● **TASK PROMPT**
Copy the lines from the one that has "Where can the house" through the one that has "point(303, 211)", switching "house number plaque" to "door number sign" and keeping everything else the same.

— Begin RECORDS SUPPLIED —

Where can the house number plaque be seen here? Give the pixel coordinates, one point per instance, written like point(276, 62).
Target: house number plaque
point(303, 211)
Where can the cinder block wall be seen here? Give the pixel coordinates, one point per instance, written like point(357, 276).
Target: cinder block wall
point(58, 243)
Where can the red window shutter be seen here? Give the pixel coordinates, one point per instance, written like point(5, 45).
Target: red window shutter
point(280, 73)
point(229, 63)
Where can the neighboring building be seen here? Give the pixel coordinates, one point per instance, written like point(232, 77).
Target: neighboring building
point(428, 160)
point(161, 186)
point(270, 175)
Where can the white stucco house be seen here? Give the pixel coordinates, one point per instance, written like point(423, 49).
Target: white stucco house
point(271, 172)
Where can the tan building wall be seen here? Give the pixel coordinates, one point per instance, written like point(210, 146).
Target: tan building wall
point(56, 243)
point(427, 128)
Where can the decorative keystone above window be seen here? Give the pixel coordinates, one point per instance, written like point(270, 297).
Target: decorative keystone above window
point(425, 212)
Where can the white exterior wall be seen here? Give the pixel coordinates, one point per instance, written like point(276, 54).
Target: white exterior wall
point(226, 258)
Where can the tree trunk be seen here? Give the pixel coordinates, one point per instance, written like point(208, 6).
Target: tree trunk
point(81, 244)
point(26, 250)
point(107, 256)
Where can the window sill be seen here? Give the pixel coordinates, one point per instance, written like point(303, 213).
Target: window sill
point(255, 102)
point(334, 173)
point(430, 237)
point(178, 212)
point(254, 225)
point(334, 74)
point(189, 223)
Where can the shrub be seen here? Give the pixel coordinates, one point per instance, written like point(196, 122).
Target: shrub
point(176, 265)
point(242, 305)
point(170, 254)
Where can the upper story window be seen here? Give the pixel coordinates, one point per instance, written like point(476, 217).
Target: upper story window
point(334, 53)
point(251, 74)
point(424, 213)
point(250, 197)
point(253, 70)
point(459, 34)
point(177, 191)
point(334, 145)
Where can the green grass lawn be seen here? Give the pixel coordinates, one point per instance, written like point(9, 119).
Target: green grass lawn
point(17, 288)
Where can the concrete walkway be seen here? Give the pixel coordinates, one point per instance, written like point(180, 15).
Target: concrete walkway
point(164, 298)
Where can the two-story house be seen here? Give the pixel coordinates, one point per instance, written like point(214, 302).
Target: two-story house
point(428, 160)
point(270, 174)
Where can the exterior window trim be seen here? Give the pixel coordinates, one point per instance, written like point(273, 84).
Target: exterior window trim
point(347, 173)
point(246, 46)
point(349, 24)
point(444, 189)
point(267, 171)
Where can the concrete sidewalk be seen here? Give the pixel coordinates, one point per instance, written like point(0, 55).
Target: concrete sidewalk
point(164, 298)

— End RECORDS SUPPLIED —
— Begin RECORDS SUPPLIED —

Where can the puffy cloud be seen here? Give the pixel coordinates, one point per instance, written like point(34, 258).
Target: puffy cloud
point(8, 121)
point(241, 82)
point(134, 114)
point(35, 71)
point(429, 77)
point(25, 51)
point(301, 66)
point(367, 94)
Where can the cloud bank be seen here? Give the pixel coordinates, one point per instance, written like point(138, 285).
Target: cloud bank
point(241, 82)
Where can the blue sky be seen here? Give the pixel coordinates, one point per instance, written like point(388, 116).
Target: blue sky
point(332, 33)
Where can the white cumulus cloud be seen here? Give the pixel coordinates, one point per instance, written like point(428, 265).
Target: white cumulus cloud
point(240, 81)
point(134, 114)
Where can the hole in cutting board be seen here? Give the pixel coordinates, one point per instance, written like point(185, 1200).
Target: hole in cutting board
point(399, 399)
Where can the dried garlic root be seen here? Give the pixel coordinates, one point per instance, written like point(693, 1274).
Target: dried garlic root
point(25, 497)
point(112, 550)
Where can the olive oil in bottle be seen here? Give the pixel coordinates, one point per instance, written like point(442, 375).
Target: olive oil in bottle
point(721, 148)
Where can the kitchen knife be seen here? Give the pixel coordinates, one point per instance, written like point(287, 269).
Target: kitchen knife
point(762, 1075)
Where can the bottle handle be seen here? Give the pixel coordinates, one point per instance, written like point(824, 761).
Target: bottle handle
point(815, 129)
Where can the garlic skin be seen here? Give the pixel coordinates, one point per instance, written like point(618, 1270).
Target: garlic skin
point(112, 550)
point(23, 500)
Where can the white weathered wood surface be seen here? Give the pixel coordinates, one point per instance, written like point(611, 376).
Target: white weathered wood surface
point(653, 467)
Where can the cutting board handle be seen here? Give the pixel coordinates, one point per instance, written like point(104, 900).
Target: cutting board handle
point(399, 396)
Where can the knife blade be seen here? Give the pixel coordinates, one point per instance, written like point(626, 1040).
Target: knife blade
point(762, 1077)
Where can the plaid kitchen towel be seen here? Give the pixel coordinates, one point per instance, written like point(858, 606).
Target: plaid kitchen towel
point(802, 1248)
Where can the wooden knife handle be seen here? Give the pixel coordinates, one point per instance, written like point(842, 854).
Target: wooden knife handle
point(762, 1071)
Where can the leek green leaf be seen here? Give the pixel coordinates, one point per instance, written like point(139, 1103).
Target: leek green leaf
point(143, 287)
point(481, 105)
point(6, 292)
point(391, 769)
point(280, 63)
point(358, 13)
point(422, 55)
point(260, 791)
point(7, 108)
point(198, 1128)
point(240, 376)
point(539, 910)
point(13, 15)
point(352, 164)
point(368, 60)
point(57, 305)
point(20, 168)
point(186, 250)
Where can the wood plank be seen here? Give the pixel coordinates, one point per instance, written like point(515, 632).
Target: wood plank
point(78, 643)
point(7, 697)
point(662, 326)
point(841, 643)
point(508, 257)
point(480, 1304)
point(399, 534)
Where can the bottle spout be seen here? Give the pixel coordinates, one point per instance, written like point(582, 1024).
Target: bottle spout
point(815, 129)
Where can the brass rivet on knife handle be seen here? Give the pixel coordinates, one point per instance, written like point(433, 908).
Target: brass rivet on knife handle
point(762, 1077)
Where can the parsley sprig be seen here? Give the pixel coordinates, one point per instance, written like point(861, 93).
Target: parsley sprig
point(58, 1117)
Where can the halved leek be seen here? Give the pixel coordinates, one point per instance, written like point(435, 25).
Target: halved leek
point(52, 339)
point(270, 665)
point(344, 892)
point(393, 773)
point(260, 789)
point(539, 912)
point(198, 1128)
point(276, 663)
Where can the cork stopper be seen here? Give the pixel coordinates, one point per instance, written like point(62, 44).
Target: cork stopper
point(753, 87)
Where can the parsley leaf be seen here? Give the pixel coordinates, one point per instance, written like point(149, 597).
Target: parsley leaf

— End RECORDS SUPPLIED —

● **EXERCISE OUTPUT**
Where can the door number sign be seen here? Give the pixel coordinates, one point per instance, written like point(276, 62).
Target: door number sign
point(303, 211)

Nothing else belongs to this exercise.